> **REQUIREMENT 1**
Do these statements agree with the Watson interview? For each one, answer yes or no and quote the words of the interview that decide it.
(a) IBM acquired The Weather Company’s product and technology assets in January 2016.
(b) Koehler says Watson has seen only modest uptake in financial services.
(c) The interview with Koehler took place in Mumbai.
> **REQUIREMENT 2**
Copy word for word the passage of the Watson interview starting with "We talk about" and going on through "improve weather modelling.".

> **TEXT**

Watson must continue to learn from data sets: Bryson Koehler
Bryson Koehler, chief technology officer of IBM’s recently-formed Watson & Cloud platform, is also general manager and a distinguished engineer for IBM. Prior to this role, he served as executive vice president, distinguished engineer and chief information officer and chief technology officer of The Weather Company. IBM acquired The Weather Company’s product and technology assets in January, 2016, and has a license to use the weather data and “The Weather Channel” name as part of the acquisition.
In a recent interview in Mumbai, Koehler spoke about the importance of cloud computing infrastructure and good training data sets to take advantage of the capabilities of Watson; how the company defines ‘cognitive’; and the prospects of the Watson platform in sectors other than healthcare. Edited excerpts:
Besides healthcare, which other sectors get traction from Watson?
We talk about health a lot but other industries are also using Watson. We have seen tremendous uptake in financial services. Security is another area. If you look at the constant risks of security and Watson’s ability to understand security and the state of the Internet and the networks around us, it is phenomenal. I also see massive opportunities in the oil and gas industry, as Watson understands the earth’s geology now. The Weather Company is also leveraging Watson to continue to improve weather modelling.
How has Watson been evolving, including the use of voice technology?

> **DATA PROVIDED**
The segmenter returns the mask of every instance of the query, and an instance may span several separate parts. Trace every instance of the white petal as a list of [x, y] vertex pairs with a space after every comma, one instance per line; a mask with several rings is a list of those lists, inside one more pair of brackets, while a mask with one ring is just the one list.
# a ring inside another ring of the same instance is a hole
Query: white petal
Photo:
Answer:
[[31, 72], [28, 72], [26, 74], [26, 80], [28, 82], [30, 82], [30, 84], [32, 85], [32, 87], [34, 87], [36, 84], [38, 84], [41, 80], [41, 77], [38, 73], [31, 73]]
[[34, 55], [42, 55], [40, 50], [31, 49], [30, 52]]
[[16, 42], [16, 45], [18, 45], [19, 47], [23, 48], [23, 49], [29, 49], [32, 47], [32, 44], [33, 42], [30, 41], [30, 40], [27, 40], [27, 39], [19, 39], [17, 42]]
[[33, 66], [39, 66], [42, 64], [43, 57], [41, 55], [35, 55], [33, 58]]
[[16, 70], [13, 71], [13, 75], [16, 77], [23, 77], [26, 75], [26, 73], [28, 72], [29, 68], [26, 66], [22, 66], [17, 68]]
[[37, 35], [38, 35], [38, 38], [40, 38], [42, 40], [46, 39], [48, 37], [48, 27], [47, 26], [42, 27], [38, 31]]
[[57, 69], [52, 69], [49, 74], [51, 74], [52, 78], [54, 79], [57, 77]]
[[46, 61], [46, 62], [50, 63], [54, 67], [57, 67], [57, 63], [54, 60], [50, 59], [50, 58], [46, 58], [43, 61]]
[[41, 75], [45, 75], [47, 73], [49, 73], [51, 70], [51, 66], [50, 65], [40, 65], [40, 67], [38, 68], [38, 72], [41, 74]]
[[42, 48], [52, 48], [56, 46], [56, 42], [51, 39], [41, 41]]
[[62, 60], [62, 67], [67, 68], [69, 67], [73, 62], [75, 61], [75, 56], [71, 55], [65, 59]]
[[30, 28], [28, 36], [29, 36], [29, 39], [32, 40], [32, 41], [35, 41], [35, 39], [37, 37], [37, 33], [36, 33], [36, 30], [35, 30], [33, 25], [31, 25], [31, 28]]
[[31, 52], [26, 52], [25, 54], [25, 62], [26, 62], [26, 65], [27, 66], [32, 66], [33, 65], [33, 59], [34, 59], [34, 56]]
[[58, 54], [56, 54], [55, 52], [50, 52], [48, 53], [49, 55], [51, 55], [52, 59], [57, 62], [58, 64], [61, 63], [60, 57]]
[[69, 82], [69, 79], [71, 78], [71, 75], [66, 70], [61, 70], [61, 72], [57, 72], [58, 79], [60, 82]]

--

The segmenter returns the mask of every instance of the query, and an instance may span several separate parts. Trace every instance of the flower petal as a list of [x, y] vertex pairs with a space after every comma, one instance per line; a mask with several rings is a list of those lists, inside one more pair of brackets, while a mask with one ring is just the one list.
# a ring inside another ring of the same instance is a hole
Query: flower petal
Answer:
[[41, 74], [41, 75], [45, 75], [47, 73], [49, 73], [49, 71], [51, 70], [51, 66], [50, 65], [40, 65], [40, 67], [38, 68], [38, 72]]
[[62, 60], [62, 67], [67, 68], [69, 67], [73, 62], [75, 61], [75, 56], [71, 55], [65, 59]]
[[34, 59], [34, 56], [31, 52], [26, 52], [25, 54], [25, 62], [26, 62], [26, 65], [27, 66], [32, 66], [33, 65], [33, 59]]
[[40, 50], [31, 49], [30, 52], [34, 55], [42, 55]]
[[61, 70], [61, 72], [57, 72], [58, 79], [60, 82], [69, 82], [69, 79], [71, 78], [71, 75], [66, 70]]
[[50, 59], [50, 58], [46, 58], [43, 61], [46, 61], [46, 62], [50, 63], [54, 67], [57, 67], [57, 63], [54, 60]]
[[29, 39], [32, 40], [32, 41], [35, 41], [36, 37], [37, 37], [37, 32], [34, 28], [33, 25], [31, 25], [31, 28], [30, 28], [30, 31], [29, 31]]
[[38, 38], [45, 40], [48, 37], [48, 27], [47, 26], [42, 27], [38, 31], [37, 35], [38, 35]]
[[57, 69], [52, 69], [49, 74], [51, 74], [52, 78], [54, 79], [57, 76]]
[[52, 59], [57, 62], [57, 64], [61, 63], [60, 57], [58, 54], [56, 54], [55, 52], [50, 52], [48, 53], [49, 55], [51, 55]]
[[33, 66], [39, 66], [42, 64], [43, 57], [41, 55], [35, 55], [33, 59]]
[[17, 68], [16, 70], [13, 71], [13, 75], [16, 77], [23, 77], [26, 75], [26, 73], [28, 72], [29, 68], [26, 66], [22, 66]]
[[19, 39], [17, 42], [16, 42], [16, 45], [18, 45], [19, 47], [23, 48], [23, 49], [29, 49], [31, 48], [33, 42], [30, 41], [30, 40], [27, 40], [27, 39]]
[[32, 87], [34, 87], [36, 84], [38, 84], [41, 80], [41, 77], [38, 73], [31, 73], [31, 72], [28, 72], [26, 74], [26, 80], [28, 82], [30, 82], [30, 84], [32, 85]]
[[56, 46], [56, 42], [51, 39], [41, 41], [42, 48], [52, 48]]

> **EXERCISE ANSWER 1**
(a) Yes: "IBM acquired The Weather Company’s product and technology assets in January, 2016"
(b) No: "We have seen tremendous uptake in financial services."
(c) Yes: "In a recent interview in Mumbai"

> **EXERCISE ANSWER 2**
We talk about health a lot but other industries are also using Watson. We have seen tremendous uptake in financial services. Security is another area. If you look at the constant risks of security and Watson’s ability to understand security and the state of the Internet and the networks around us, it is phenomenal. I also see massive opportunities in the oil and gas industry, as Watson understands the earth’s geology now. The Weather Company is also leveraging Watson to continue to improve weather modelling.